== Set task 1 ==
Report how many lines in the entries below contain the string "croissant". Give only the number.

Friday, September 10, 2010

Scar Tissue -Red Hot Chili Peppers

Scar tissue that I wish you saw. Sarcastic mister know it all. Close your eyes and I'll kiss you 'cause with the birds I'll share, with the birds I'll share this lonely view. With the birds I'll share
this lonely view

Push me up against the wall. Young Kentucky girl in a push-up bra. Fallin' all over myself to lick your heart and taste your health 'cause with the birds I'll share this lonely view. With the birds I'll share this lonely view

Blood loss in a bathroom stall. Southern girl with a scarlet drawl. Wave good-bye to ma and pa 'cause with the birds I'll share this lonely view. With the birds I'll share this lonely view

Soft spoken with a broken jaw. Step outside but not to brawl. Autumn's sweet we call it fall
I'll make it to the moon if I have to crawl andwith the birds I'll share this lonely view
I'd walk to you if I had no other way

Thursday, September 09, 2010

It takes two hands to clap and communication is the freaking key but no, even though you're like bloody hell online, I have to start the conversation and you, you don't even bother to keep it going. Fuck this shit man, I'm thanking God for putting Diy into my life and telling me what I ought to know.


AND TO YOU DIYANAH AFENDY(did I get the surname right this time?)
Please, please lighten up. Don't give a shit about someone who treats you macam nonsense. We'll go do all the stuff we promised we would do after our exams. We go lepak~~(inserts mat accent) and get fried by the sun. We'll name things and people after all the stupid names we read in the papers just now. We'll go lepak~~ at ulu ulu places. I'll fly into the room where _&_ are being sexually active and I'll buzz you over and we'll video tape those two and we'll get rich by blackmailing 'em. But before we can do all of the above, cheer up. It's ketupat night and seeing your tweets is making me sad :( :(
xx
Flying buddeh came over and we had a blast. We sat in the study room reading the newspaper and making fun of people's names, lepak-ed at the rooftop talking about shit load of stuff and we played Would You Rather with a huge serving of nonsense. We just sat there talking for hours even though we were getting fried by the sun.

We lepak-ed in my room after that and Geneva came over! Woot, woot. We all watched How I Met Your Mother after that and flying buddeh had to leave after that. She should have stayed for dinner and dinner would have been so much more fun. :(

Hi Diy, I hope you're reading this and feeling as guilty as fuck for not wanting to stay for dinner just because it felt weird. WE HAD SO MUCH FUN TALKING DANCERS AND LIKE, YOU KNOW STUFFFFFFF. Kidding, love you :)

== Pointing and labeling entries ==
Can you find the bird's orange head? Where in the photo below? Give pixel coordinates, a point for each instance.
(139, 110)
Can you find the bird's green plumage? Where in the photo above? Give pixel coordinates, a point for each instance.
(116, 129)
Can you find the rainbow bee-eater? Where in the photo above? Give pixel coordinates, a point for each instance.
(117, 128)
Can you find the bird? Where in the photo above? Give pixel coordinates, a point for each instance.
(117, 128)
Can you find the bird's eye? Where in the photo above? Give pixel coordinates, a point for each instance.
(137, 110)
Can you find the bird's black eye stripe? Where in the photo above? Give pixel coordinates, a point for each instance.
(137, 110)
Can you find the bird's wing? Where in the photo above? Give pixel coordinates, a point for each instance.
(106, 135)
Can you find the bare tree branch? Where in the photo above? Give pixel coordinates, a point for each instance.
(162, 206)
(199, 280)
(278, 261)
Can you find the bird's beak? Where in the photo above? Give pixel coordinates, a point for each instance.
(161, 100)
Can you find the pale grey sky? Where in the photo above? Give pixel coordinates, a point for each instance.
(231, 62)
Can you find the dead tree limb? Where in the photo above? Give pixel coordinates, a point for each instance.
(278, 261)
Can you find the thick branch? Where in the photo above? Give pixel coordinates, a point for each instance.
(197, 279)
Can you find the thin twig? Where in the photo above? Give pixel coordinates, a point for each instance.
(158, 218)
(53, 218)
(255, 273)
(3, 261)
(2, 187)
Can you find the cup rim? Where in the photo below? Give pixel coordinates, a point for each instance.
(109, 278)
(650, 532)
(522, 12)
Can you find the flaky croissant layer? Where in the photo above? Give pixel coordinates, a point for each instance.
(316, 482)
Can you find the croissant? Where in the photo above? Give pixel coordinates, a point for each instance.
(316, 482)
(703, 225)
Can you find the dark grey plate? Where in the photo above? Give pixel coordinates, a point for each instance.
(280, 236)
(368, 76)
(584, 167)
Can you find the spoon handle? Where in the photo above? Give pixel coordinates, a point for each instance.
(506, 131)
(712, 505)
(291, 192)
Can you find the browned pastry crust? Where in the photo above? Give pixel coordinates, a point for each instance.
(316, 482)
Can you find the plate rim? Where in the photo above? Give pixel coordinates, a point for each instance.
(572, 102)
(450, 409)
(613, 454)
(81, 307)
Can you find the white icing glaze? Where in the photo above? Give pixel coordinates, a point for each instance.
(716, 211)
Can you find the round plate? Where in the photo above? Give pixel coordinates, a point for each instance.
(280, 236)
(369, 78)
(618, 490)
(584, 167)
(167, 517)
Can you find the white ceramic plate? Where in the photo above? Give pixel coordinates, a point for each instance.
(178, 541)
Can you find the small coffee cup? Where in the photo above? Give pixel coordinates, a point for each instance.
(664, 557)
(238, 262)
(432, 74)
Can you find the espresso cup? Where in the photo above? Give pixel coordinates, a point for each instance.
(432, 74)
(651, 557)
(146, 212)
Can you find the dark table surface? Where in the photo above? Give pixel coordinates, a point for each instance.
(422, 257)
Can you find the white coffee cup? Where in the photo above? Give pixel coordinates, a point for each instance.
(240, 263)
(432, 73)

== Set task 2 ==
In the blog posts above, what show did everyone watch together after Geneva came over?

== Exercise result 1 ==
2

== Exercise result 2 ==
How I Met Your Mother